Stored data
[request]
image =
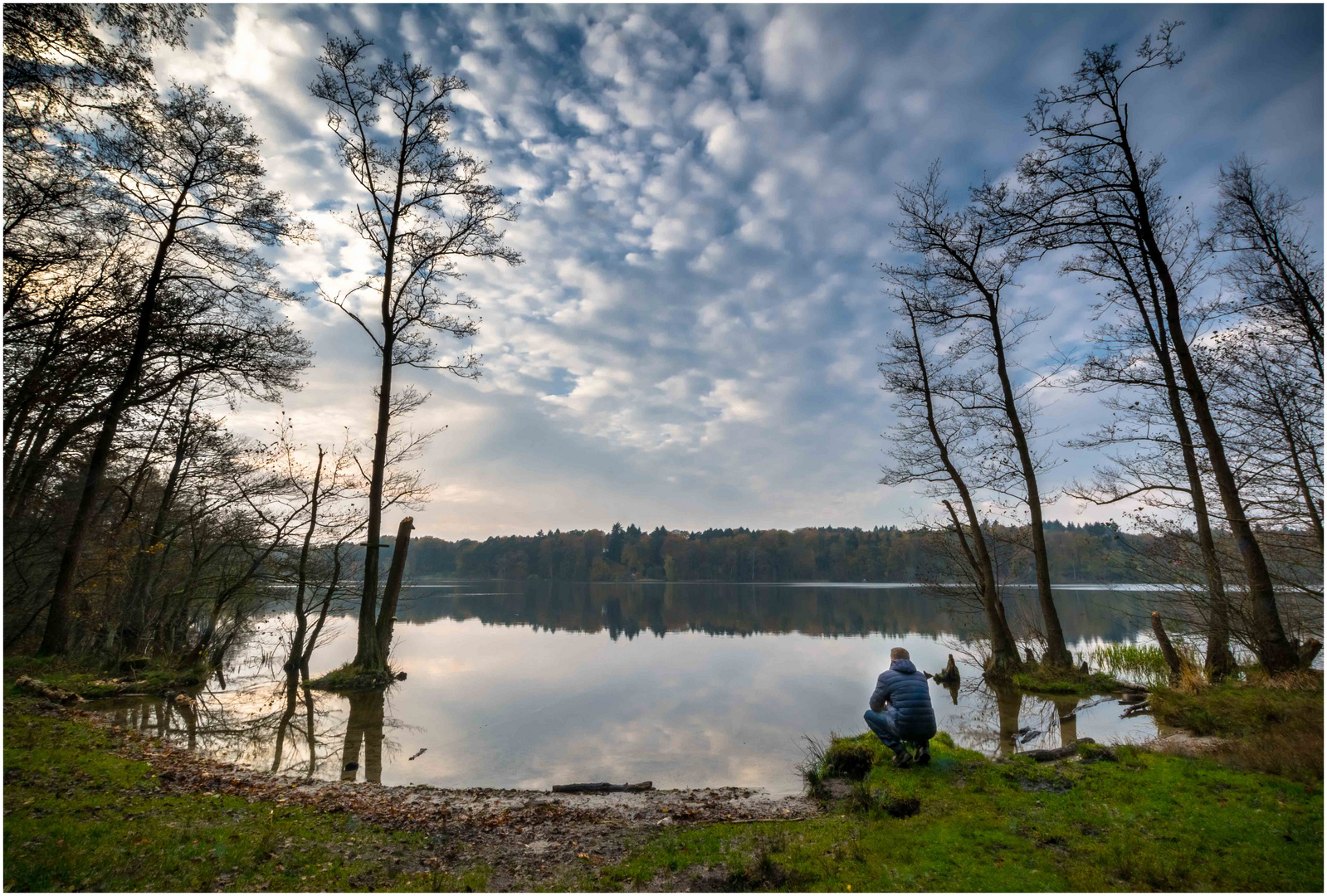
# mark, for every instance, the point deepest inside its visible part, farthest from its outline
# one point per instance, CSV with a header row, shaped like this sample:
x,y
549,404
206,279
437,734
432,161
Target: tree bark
x,y
1172,657
56,636
387,616
1274,648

■ **PROBLEM DETAILS**
Rescale the listing by rewriting all of its lines, requests included, with each point coordinate in the answers multiplied by 2.55 and rounded to a whole number, halves rounding up. Leave the pictures out.

■ **RESULT**
[request]
image =
# mark, for every instance, the point deepest inside its visible part, farthest from its outline
# one point per instance, CSV with a header row, shaped like this sample:
x,y
549,404
206,279
437,734
432,161
Target: tree bark
x,y
2989,1675
143,1622
987,1571
3249,1652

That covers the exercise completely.